━━━━━ DATA FOR THIS TASK ━━━━━

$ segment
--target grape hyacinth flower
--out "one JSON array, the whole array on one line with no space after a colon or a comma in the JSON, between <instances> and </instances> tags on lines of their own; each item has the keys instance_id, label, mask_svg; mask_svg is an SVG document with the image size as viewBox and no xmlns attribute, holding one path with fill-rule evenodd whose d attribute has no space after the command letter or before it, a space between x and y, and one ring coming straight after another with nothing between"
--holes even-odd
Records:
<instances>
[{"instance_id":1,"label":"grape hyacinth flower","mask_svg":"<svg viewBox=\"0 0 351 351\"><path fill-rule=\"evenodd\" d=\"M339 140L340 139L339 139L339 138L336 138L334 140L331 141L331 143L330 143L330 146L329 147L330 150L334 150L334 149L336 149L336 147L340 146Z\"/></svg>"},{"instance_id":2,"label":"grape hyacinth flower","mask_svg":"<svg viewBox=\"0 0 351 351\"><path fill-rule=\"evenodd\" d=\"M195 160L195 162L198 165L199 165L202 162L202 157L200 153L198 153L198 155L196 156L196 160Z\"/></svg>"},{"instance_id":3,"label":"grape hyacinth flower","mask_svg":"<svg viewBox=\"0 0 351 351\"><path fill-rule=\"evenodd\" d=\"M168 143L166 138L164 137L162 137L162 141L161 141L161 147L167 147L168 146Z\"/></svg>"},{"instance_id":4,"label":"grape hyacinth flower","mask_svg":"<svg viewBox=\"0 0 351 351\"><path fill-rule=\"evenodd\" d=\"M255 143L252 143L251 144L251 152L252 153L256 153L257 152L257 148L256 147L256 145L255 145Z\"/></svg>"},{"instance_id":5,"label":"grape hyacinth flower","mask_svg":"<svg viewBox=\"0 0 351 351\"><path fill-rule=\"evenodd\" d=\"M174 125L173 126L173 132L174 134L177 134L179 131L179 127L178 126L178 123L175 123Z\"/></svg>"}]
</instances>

━━━━━

### TASK PROMPT:
Reproduce every line of the data above, character for character.

### WRITTEN ANSWER:
$ segment
--target grape hyacinth flower
--out "one JSON array, the whole array on one line with no space after a colon or a comma in the JSON, between <instances> and </instances> tags on lines of their own; each item has the keys instance_id, label, mask_svg; mask_svg is an SVG document with the image size as viewBox and no xmlns attribute, holding one path with fill-rule evenodd whose d attribute has no space after the command letter or before it, a space between x and y, and one ring coming straight after another with nothing between"
--holes even-odd
Records:
<instances>
[{"instance_id":1,"label":"grape hyacinth flower","mask_svg":"<svg viewBox=\"0 0 351 351\"><path fill-rule=\"evenodd\" d=\"M339 140L340 139L339 139L339 138L336 138L334 140L331 141L331 143L330 143L330 146L329 147L330 150L334 150L334 149L336 149L336 147L340 146Z\"/></svg>"},{"instance_id":2,"label":"grape hyacinth flower","mask_svg":"<svg viewBox=\"0 0 351 351\"><path fill-rule=\"evenodd\" d=\"M195 160L195 162L198 165L199 165L202 162L202 157L200 153L198 153L198 155L196 156L196 160Z\"/></svg>"},{"instance_id":3,"label":"grape hyacinth flower","mask_svg":"<svg viewBox=\"0 0 351 351\"><path fill-rule=\"evenodd\" d=\"M168 143L166 138L164 137L162 137L162 141L161 141L161 147L167 147L168 146Z\"/></svg>"},{"instance_id":4,"label":"grape hyacinth flower","mask_svg":"<svg viewBox=\"0 0 351 351\"><path fill-rule=\"evenodd\" d=\"M255 143L252 143L251 144L251 152L252 153L256 153L257 152L257 148L256 147L256 145L255 145Z\"/></svg>"},{"instance_id":5,"label":"grape hyacinth flower","mask_svg":"<svg viewBox=\"0 0 351 351\"><path fill-rule=\"evenodd\" d=\"M174 125L173 126L173 132L174 134L177 134L179 131L179 127L178 126L178 123L175 123Z\"/></svg>"}]
</instances>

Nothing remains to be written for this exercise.